--- Dataset entries ---

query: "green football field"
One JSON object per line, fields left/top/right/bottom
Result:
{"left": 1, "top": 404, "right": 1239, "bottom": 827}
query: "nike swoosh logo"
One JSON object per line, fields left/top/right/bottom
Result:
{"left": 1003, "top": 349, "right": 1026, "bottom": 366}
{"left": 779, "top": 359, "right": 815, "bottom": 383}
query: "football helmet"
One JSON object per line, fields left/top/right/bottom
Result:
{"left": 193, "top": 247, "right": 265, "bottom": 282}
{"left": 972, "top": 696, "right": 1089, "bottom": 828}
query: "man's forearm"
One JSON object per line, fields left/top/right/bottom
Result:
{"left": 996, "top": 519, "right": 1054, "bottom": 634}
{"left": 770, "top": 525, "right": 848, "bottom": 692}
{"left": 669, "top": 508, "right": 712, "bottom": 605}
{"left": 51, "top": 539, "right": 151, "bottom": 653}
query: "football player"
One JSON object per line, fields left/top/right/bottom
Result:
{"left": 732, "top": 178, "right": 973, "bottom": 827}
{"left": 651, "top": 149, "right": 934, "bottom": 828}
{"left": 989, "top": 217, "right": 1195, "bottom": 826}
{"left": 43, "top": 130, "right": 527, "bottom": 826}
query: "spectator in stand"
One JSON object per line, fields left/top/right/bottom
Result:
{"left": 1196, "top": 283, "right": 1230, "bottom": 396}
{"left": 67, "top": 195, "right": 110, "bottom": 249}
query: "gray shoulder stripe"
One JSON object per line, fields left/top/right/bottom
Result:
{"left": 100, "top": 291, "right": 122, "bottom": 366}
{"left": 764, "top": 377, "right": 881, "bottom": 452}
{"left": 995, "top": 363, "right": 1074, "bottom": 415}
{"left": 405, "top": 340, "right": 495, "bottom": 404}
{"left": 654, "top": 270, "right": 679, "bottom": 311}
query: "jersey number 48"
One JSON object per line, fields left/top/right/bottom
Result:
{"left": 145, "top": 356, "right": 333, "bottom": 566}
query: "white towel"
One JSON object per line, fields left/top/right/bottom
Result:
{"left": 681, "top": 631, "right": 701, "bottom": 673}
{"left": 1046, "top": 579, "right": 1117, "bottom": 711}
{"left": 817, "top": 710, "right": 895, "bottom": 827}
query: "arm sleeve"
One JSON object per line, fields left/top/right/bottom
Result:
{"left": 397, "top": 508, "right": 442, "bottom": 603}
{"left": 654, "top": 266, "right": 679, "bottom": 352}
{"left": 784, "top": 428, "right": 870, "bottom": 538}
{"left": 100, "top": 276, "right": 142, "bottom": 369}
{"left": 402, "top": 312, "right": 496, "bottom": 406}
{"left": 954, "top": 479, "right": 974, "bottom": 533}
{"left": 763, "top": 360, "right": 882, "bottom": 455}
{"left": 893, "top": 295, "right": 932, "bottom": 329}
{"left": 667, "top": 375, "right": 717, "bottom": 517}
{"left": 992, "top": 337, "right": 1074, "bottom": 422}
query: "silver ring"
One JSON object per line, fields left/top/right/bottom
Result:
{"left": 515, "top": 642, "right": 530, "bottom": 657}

---

» What the task requires: All of the data shown above must be copied exactly.

» Task result:
query: "green football field"
One JSON object per line, fields left/top/right/bottom
Result:
{"left": 1, "top": 404, "right": 1239, "bottom": 827}
query: "nike swoosh logo"
One JSON object per line, fields left/top/right/bottom
Result:
{"left": 1003, "top": 349, "right": 1026, "bottom": 366}
{"left": 779, "top": 359, "right": 815, "bottom": 383}
query: "football helmet"
One JSON object per line, fields left/top/right/bottom
Result:
{"left": 193, "top": 247, "right": 265, "bottom": 282}
{"left": 972, "top": 696, "right": 1089, "bottom": 828}
query: "man's forearm"
One JSON object per line, fields left/top/right/bottom
Result:
{"left": 996, "top": 519, "right": 1054, "bottom": 634}
{"left": 770, "top": 525, "right": 848, "bottom": 692}
{"left": 669, "top": 508, "right": 712, "bottom": 605}
{"left": 51, "top": 539, "right": 151, "bottom": 653}
query: "football player"
One JSON object per line, fields left/top/right/bottom
Result:
{"left": 732, "top": 178, "right": 973, "bottom": 827}
{"left": 651, "top": 149, "right": 934, "bottom": 828}
{"left": 989, "top": 217, "right": 1195, "bottom": 826}
{"left": 43, "top": 130, "right": 527, "bottom": 826}
query: "spectator in stand"
One JSON object per line, fields left/top/right/bottom
Result:
{"left": 1196, "top": 283, "right": 1230, "bottom": 396}
{"left": 67, "top": 195, "right": 110, "bottom": 249}
query: "gray shoulder stripe"
One JSON object per line, fields left/top/right/bottom
Result:
{"left": 100, "top": 291, "right": 122, "bottom": 366}
{"left": 764, "top": 377, "right": 881, "bottom": 452}
{"left": 995, "top": 363, "right": 1074, "bottom": 415}
{"left": 405, "top": 340, "right": 495, "bottom": 404}
{"left": 654, "top": 270, "right": 679, "bottom": 311}
query: "jersey number 48"
One JSON object per line, fields left/top/right/bottom
Result:
{"left": 145, "top": 356, "right": 333, "bottom": 566}
query: "white towel"
One JSON object per line, fields left/top/right/bottom
Result:
{"left": 681, "top": 631, "right": 701, "bottom": 673}
{"left": 1046, "top": 579, "right": 1117, "bottom": 711}
{"left": 817, "top": 710, "right": 895, "bottom": 827}
query: "arm sleeve"
One JSON object per line, fields left/top/right/bottom
Result:
{"left": 397, "top": 508, "right": 442, "bottom": 603}
{"left": 654, "top": 266, "right": 679, "bottom": 352}
{"left": 784, "top": 428, "right": 870, "bottom": 538}
{"left": 100, "top": 276, "right": 142, "bottom": 369}
{"left": 402, "top": 312, "right": 496, "bottom": 406}
{"left": 954, "top": 479, "right": 974, "bottom": 533}
{"left": 763, "top": 360, "right": 882, "bottom": 455}
{"left": 893, "top": 295, "right": 932, "bottom": 329}
{"left": 667, "top": 375, "right": 717, "bottom": 517}
{"left": 992, "top": 337, "right": 1074, "bottom": 422}
query: "silver ring"
One JSON object per line, fields left/top/right/bottom
Result:
{"left": 515, "top": 642, "right": 530, "bottom": 657}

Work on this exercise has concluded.